[Extracted data entries]
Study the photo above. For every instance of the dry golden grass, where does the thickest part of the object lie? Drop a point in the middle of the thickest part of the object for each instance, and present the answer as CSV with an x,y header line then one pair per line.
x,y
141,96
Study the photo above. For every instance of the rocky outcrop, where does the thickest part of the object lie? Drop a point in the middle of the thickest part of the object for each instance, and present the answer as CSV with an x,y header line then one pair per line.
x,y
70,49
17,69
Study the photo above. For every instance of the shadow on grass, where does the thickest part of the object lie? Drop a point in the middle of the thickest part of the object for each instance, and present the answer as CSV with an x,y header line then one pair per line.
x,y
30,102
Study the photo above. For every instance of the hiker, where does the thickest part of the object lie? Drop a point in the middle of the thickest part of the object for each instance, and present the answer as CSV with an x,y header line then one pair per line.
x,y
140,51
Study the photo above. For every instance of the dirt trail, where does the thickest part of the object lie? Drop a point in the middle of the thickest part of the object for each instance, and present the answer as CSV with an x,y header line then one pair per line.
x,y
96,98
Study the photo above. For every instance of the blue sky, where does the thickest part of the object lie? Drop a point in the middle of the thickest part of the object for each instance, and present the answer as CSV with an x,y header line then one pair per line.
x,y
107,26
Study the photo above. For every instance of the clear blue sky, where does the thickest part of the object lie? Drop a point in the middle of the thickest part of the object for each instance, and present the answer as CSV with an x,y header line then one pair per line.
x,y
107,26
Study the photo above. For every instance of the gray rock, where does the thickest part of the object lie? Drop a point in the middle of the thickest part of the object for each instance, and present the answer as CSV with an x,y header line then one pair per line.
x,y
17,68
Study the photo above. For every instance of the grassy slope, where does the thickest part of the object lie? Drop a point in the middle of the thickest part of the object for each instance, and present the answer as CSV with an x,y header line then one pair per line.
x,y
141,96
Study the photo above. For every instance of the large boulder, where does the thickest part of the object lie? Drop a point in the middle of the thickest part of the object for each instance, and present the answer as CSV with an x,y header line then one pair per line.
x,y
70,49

EXERCISE INSTRUCTIONS: Each of the records should be retyped exactly.

SOLUTION BELOW:
Study the photo above. For every instance of the dry golden grass, where does the thickest part of the object lie? Drop a point in the middle of the thickest part of the object for each instance, and present the answer as CSV with an x,y header line then one pair per line.
x,y
141,96
Study the photo above. For every instance of the rocky outcrop, where does the thickest part of the object lie? Drop a point in the middle of the thickest part of the object for each instance, and present the answer as CSV with an x,y header line then one pair per line.
x,y
70,49
17,69
Study the photo above. For every instance of the shadow on grass, where does the thickest part of the object lie? Drop a point in the middle of the thickest part of the object for each instance, and present the answer as CSV with an x,y header line then one pair per line.
x,y
30,102
Study the photo above. For every instance of the hiker, where does the thickest part of the object lie? Drop a point in the middle of the thickest part of the object for each instance, and present the answer as CSV with an x,y header line then one pair per line.
x,y
140,51
Study the photo above. For every instance of the dirt trail, where does the thickest part of the object lie? Drop a point in the middle of the thickest part of the object for each instance, and present the answer as CSV with an x,y header line then one pair per line.
x,y
96,98
Study the photo above. For every instance of the blue sky, where does the thickest part of the object lie? Drop a point in the middle of the thickest part of the object for each instance, and present the answer as CSV with an x,y header line then one pair per line.
x,y
107,26
Study the photo above. For every instance of the clear blue sky, where does the thickest part of the object lie? Drop a point in the middle of the thickest part of the object for each instance, and present the answer as CSV with an x,y header line then one pair per line.
x,y
107,26
Study the photo above. For every instance of the gray rock, where does the thickest part of the object lie? Drop a point in the middle of the thickest part of the object for each instance, and present the answer as CSV with an x,y header line then one pair per line.
x,y
17,68
Study the photo above. For every instance of the grassy slope, where does the thickest part of the object lie? Drop a point in the middle of the thickest part of the object for each instance, and present the answer as CSV with an x,y header line then one pair per line.
x,y
141,96
Study the photo above. For every instance of the large boulder, where does the thickest part of the object lie? Drop a point in the middle of the thickest part of the object for each instance, and present the answer as CSV with an x,y header line then one pair per line.
x,y
70,49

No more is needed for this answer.